> Text shown:
## BEGIN

An example here would be that would perhaps help the B2B side of the business would be
that, okay, we did these experiments or we did this
data analysis and we figured out that once we have X number of people in a workspace,
the likelihood of this being a healthy workspace where people are actually communicating with each
other is really strong. So that's when sales can then probably use that and be like, hey,
okay, how about you actually run a pilot
with wall to wall?
With 20 people.
Yeah, exactly.
Rather than dipping your toes in with one or two, because we've seen that this is how
we're able to give them good practices of, yeah, this is how you can actually make Loom
work for you.
So frame it another way.
Growth is really the team that can help you understand your metrics, help find these inflection points within the product.
What is making a user retain, stay in the product?
What is making a user engage?
And try maybe experimentation and that's more explicit and like a B2C team. thinking about what are these small things that maybe you can do and not even just small even these larger things you can do that help you basically grow your product with a decent roi
it sounds that's something that a growth team can focus on yeah yeah it's the way that we used to
think about it was you have qualitative which is you do customer interviews you talk to your
customers figure out how they're feeling you do surveys and the other
side is the quantitative side where you just need to see what what emerges from human behavior at a
large scale and then you can draw inferences from that in terms of what's happening with your user
base just curiosity how big were your experiments how many users do you run them on there's some
numbers where you had since done an experiment on like thousand people for example yeah yeah i used
to use this online calculator called adobe target something which would just you plug the numbers in
how much confidence you want and it would tell you how many people you need in the cohort to
make sure that it's uh statistically significant stat sig as everyone wants it to be. And there were definitely some experiments where we found
that it really just doesn't make sense as much. Back in, let's say, early 2020, late 2019,
running an A-B test on the commenting system didn't make sense because there were just not that many people who would comment. But what happened was 2020 or even before that,
a lot of the testing that we used to do was on our onboarding because we are essentially an
onboarding company. It's new tool. People don't, the behavior of sending looms or sending these
videos to each other to communicate at work isn't, it still isn't, you know, it's still a taught behavior.
It's still not natural for people.
We spent 70% of our time working on our onboarding.
And what was the question again?
I think the question, I don't know if there was a question.
It's more, what is the principle behind growth?
How does growth help?
I think that was the, yeah.
Yeah.
So essentially onboarding, you figure out that what actually jives with a user.

## END

> Information provided:
## BEGIN

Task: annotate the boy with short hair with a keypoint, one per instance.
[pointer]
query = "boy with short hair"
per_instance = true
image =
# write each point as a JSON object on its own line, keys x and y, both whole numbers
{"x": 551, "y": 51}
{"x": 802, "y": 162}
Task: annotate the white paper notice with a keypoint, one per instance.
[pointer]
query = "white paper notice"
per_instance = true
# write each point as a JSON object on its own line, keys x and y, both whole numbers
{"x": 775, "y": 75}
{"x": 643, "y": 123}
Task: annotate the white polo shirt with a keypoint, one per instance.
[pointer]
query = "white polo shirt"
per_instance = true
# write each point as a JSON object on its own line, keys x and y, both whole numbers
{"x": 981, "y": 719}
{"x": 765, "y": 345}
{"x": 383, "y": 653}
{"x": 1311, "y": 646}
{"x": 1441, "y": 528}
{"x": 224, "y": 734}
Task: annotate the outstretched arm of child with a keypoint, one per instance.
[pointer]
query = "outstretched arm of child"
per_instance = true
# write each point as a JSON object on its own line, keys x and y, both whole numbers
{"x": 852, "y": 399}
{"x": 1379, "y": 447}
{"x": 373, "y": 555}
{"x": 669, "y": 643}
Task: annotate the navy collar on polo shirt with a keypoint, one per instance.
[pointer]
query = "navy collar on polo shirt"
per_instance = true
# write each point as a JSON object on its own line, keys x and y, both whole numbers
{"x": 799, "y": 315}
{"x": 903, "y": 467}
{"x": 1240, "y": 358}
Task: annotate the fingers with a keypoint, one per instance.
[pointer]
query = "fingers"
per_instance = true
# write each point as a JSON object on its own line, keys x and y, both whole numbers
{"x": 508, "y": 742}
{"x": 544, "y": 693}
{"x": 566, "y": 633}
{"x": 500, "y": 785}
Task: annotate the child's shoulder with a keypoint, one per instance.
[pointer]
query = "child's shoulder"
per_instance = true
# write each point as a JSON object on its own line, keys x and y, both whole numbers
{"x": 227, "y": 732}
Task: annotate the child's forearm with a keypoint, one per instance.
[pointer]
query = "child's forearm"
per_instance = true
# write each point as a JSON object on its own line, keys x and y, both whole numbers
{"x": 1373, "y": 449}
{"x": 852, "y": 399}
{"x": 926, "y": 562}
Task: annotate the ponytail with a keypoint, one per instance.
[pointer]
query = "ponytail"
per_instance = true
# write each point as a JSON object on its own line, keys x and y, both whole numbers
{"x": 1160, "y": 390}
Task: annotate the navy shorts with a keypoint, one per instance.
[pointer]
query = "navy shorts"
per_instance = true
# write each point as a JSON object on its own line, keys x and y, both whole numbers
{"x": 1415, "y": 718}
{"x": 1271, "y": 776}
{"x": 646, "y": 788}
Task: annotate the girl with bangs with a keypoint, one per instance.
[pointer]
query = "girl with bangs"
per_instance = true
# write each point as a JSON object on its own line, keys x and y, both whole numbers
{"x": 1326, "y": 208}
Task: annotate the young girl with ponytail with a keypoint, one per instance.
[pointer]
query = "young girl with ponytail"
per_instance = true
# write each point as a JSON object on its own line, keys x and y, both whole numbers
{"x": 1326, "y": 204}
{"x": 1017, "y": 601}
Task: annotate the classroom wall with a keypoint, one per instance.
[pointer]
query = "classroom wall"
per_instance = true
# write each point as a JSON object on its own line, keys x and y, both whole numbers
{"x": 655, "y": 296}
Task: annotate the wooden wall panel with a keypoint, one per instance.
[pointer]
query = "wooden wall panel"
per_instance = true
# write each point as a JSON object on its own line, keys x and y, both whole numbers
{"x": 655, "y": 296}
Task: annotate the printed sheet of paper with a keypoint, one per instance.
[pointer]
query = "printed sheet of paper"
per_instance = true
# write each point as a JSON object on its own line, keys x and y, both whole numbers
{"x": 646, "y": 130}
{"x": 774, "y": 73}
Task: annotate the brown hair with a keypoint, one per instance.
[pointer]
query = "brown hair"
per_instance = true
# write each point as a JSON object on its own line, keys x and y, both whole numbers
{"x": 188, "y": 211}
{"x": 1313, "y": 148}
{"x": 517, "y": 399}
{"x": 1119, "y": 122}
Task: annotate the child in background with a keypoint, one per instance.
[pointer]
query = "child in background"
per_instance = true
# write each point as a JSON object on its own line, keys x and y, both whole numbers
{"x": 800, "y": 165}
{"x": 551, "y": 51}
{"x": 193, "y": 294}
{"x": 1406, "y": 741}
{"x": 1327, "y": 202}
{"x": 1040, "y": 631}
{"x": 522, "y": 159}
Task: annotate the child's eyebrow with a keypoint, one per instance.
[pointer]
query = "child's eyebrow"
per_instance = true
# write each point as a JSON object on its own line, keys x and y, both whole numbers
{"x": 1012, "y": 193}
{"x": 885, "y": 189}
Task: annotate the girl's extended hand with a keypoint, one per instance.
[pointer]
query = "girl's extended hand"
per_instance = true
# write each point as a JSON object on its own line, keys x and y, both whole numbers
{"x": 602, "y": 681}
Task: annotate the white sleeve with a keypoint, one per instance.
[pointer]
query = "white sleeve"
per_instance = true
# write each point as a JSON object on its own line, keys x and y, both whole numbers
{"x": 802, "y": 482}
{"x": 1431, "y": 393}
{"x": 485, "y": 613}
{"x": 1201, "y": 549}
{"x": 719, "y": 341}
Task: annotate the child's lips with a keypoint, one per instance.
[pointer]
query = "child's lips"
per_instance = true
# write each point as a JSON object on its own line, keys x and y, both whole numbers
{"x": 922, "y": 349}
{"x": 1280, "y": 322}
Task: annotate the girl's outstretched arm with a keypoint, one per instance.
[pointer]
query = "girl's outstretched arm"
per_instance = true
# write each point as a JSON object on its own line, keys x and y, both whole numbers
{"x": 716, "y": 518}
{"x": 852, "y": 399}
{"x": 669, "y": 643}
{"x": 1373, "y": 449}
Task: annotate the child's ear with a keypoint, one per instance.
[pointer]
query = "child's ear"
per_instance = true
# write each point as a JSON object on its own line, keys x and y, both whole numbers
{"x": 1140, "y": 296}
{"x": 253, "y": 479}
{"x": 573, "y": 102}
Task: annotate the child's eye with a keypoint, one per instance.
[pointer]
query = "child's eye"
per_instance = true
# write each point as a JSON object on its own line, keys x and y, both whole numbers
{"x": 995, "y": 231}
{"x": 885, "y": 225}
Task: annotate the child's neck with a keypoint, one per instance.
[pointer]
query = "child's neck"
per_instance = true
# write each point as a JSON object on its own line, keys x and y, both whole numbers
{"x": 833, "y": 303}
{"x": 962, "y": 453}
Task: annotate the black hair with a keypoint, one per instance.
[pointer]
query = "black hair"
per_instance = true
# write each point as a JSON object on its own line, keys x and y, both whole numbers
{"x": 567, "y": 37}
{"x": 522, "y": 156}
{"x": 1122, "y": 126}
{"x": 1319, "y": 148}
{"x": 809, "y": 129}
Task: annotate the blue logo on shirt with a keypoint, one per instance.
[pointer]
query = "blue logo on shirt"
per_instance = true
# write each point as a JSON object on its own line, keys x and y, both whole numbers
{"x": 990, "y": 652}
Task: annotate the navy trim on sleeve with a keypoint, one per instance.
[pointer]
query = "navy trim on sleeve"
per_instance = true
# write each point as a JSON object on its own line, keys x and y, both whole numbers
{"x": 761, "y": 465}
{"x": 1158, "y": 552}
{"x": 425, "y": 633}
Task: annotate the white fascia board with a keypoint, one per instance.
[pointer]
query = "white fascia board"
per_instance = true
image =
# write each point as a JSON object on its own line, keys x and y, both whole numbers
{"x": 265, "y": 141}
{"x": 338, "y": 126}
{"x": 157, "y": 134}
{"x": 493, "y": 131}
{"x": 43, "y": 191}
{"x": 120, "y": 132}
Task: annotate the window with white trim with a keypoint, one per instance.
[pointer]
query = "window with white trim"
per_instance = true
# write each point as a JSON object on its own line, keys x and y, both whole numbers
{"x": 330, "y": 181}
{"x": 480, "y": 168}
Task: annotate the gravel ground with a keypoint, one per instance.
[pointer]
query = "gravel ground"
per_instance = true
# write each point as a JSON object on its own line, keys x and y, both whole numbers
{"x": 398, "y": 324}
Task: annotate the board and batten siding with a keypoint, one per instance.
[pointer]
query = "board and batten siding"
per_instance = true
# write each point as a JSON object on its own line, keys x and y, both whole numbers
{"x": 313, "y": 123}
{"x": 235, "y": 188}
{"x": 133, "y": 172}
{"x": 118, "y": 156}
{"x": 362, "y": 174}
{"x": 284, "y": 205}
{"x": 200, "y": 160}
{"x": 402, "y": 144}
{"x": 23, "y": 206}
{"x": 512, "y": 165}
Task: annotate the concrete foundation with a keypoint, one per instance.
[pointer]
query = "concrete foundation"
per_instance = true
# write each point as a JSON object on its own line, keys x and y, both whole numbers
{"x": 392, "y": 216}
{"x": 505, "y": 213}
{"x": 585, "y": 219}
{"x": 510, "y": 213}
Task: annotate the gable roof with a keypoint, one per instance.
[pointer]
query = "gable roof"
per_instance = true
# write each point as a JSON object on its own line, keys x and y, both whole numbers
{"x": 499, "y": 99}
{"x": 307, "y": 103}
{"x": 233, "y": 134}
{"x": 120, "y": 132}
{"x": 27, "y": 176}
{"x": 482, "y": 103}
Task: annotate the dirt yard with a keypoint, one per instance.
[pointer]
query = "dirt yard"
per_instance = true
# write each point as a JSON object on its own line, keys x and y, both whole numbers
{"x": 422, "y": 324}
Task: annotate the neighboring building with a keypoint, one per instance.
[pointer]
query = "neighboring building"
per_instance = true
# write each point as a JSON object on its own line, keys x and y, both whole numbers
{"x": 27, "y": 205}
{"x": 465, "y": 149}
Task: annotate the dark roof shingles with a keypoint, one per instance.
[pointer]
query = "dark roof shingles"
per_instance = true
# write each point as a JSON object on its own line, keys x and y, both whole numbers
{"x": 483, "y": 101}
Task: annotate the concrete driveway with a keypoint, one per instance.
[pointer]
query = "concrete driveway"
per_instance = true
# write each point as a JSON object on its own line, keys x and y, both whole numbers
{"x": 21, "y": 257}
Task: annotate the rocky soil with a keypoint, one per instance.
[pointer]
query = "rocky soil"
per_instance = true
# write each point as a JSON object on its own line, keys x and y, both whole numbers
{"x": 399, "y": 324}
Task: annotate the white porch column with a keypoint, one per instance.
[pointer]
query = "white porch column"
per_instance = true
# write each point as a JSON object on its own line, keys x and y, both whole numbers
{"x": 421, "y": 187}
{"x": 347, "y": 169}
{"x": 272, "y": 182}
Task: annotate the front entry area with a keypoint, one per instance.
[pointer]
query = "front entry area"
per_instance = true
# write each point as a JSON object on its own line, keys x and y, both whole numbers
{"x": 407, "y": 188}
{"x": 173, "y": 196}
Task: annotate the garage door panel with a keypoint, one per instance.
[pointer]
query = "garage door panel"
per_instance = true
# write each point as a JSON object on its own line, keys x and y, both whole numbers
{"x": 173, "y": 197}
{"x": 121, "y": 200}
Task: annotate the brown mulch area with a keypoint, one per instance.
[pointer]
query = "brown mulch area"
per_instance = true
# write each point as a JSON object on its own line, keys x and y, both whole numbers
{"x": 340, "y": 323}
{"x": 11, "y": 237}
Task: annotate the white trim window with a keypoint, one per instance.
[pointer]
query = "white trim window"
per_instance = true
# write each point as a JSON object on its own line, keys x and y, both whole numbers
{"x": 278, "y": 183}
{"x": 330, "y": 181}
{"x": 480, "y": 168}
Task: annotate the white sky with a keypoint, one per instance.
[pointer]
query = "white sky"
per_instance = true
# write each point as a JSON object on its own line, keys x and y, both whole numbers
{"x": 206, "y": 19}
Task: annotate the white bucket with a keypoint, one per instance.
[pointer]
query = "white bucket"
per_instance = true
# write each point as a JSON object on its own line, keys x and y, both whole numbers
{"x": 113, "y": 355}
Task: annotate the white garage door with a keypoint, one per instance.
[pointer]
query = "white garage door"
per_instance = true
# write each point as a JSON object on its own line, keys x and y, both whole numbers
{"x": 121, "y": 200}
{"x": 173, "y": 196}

## END

> Tasks for this exercise:
**1.** In the conversation about growth teams, what share of their time does the speaker say they spent working on onboarding?
**2.** Continue the conversation about growth teams from its last sentence.

> In response:
**1.** 70% of their time.

**2.**
This was one thing that was super valuable for us, which was as a team working on onboarding,
you can either reduce friction, which is remove options, or you can tell people to do something
or you can give them a reason to do something. And we consistently
found that reducing friction sometimes works. Telling people to do something sometimes works,
but telling people why they should do something nearly always works. Yeah, it often works. So that
was just a growth team principle. We accepted that. Everything that we thought of from that
point forward was not in
terms of getting people to do something it was hey how can we make it clear to them that it's
it's good for them that they do this this is how this will help them yeah yeah yeah my first
impression would be reducing friction is always the answer but that's clearly not true it's funny
it's funny because we had this like monster seven
step onboarding at one point with seven screens before you ever got to even downloading a recorder
and i think we did this one where we just chopped it down to one and it led to more people
downloading the recorder even recording but it didn't really lead to people communicating with Loom.
And what we realized was that people who know what to do with the tool will go through these onboarding steps regardless. And people who don't know what to do with it, they'll get there,
but they still won't do anything with it, which is why we realized that it's more important if
we explain why they should use Loom or what
purposes they should use Loom. Yeah, yeah, removing the friction just means removing
the value in a sense, because they don't know what they'll do with it once it's on their computer.
And that leads me to my last section of questions around the SDK. So you worked on the Loom SDK,
I think you prototype the first version from what I understand. Can you tell me a little bit of
how did that go from this is an idea, this is a prototype to let's launch the Loom SDK? What does
it mean to prototype an SDK and show it off? And how do you build something that?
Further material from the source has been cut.